------ Extrait de page

II. L'ITALIE ET L'UNION EUROPÉENNE : UNE RELATION EXIGEANTE
La campagne référendaire a coïncidé avec un raidissement de la position du gouvernement italien dans un certain nombre de dossiers européens. Cette attitude ne saurait traduire un quelconque euroscepticisme mais dénote plutôt une volonté de participer activement à la relance du projet européen à la veille du soixantième anniversaire du traité de Rome.
A. L'APPLICATION DU PACTE DE STABILITÉ ET DE CROISSANCE AU MIROIR DE LA CRISE DES RÉFUGIÉS ET DES TREMBLEMENTS DE TERRE
L'Italie n'est plus visée depuis le 21 juin 2013 par la procédure pour déficit excessif ouverte à son encontre fin 2009 par la Commission européenne. Le déficit public italien atteignait à l'époque 5,5 % de son PIB. Afin de contribuer à une relance interne, le gouvernement Renzi avait souhaité obtenir un peu plus de flexibilité dans l'application du Pacte de stabilité et de croissance et s'écarter de l'objectif d'un déficit public établi à 1,8 % du PIB en 2017.
Le budget 2017, adopté le 7 décembre dernier, réévalue ainsi cette cible à 2,3 % du PIB afin de libérer entre 22 à 25 milliards d'euros en faveur de l'investissement. L'Italie est déjà le pays le plus concerné par les clauses de flexibilité du Pacte, telles que mises en avant depuis janvier 2015 par la Commission européenne. Celle-ci a notamment pris en compte les réformes structurelles menées par le gouvernement Renzi ainsi que l'impact de la crise des migrants sur les finances publiques italiennes. Au final, 19 milliards d'euros de dépenses publiques n'avaient pas été intégrés dans le calcul du déficit en 2016.

------------

Consigne écrite: Reproduisez le passage de l'extrait sur l'Italie et l'Union européenne qui va de « Le budget 2017, adopté » jusqu'à « déficit en 2016. », en substituant « réfugiés » à « migrants ».

------ Données enregistrées

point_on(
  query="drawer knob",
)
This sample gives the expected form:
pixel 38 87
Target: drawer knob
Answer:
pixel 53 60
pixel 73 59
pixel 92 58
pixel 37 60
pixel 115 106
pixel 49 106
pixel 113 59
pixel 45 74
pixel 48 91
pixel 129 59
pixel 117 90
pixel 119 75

------------

Résultat:
Le budget 2017, adopté le 7 décembre dernier, réévalue ainsi cette cible à 2,3 % du PIB afin de libérer entre 22 à 25 milliards d'euros en faveur de l'investissement. L'Italie est déjà le pays le plus concerné par les clauses de flexibilité du Pacte, telles que mises en avant depuis janvier 2015 par la Commission européenne. Celle-ci a notamment pris en compte les réformes structurelles menées par le gouvernement Renzi ainsi que l'impact de la crise des réfugiés sur les finances publiques italiennes. Au final, 19 milliards d'euros de dépenses publiques n'avaient pas été intégrés dans le calcul du déficit en 2016.